= TASK INSTRUCTIONS =
Starting with the line that contains "Place a point on the orange" and continuing through the line that contains "[[350, 15]]" in the data below, swap "orange sky" for "pink sky" and rewrite only those lines, leaving everything else as it is.

= DATA TO PROCESS =
****************

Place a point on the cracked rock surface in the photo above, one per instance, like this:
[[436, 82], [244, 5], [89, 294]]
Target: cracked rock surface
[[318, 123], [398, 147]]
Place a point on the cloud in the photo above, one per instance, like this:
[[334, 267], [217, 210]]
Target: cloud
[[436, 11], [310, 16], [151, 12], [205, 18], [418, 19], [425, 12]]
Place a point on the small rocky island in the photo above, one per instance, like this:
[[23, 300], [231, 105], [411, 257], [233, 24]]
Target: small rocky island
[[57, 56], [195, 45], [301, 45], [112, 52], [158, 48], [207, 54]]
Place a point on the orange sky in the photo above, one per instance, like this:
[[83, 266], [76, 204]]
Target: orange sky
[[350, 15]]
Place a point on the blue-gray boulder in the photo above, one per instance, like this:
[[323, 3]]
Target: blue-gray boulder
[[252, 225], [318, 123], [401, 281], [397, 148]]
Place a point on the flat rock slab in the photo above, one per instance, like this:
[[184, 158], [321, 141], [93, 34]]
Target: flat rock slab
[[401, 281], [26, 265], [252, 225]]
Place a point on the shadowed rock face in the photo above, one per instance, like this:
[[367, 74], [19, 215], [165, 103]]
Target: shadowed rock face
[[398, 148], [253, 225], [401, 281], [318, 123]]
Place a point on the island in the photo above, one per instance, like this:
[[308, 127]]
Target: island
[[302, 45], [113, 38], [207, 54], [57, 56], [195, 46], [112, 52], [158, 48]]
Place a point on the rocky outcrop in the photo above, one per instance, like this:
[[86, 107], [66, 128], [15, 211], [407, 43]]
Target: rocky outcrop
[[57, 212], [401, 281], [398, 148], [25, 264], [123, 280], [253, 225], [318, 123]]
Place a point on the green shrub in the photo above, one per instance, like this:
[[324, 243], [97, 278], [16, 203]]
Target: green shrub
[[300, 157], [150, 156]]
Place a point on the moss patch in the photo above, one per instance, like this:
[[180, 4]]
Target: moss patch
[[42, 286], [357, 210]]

****************

= EXERCISE OUTPUT =
Place a point on the pink sky in the photo above, one per instance, like this:
[[83, 266], [76, 204]]
Target: pink sky
[[350, 15]]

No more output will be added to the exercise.